— begin Records shown —
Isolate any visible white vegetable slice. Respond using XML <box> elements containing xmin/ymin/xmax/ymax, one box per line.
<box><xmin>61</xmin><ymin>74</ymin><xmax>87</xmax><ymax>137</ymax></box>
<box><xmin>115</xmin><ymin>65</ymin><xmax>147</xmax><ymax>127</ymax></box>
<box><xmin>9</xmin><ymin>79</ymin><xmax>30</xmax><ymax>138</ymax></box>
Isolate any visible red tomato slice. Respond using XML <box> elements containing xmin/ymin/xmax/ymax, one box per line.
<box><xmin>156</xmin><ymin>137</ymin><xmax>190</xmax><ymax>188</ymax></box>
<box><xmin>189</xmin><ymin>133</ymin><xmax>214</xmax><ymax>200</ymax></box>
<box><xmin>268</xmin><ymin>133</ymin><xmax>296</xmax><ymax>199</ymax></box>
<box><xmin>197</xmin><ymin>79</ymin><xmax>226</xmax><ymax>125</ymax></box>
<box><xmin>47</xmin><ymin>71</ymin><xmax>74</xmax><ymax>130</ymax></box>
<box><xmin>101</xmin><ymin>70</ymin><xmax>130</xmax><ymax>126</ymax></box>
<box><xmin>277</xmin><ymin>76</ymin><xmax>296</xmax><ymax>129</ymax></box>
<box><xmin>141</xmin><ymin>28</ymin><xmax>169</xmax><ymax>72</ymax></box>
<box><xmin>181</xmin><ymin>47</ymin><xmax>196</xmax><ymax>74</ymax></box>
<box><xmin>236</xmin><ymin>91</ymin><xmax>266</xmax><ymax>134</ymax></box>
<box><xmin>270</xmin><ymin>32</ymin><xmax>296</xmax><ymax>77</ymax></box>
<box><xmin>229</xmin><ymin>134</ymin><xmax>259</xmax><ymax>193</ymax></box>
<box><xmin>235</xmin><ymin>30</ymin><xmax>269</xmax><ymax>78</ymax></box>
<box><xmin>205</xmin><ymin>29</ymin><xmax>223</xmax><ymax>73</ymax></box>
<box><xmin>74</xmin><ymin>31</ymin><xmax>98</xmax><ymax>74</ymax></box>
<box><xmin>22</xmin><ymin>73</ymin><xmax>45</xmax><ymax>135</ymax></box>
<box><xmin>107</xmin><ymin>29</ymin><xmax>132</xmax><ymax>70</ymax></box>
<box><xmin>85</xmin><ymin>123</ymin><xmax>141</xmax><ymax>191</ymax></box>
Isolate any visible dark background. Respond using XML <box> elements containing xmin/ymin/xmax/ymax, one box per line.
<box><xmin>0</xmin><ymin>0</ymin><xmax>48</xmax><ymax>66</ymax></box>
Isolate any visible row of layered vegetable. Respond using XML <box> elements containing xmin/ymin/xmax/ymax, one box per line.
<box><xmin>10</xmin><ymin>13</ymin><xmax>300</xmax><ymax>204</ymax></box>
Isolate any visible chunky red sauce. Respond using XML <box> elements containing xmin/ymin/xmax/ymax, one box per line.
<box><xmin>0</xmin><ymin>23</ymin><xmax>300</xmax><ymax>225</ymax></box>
— end Records shown —
### The request
Output the line that contains "Isolate any visible dark", followed by every later line in the listing, with no line omitted and none added.

### Solution for this problem
Isolate any visible dark background. Respond using XML <box> elements containing xmin/ymin/xmax/ymax, one box per line.
<box><xmin>0</xmin><ymin>0</ymin><xmax>48</xmax><ymax>66</ymax></box>
Isolate any visible row of layered vegetable. Respond using XML <box> elements containing xmin/ymin/xmax/ymax, one box per line.
<box><xmin>10</xmin><ymin>13</ymin><xmax>300</xmax><ymax>204</ymax></box>
Isolate any visible chunky red sauce. Respond using XML <box> elements containing xmin/ymin/xmax/ymax, one box per line.
<box><xmin>0</xmin><ymin>23</ymin><xmax>300</xmax><ymax>225</ymax></box>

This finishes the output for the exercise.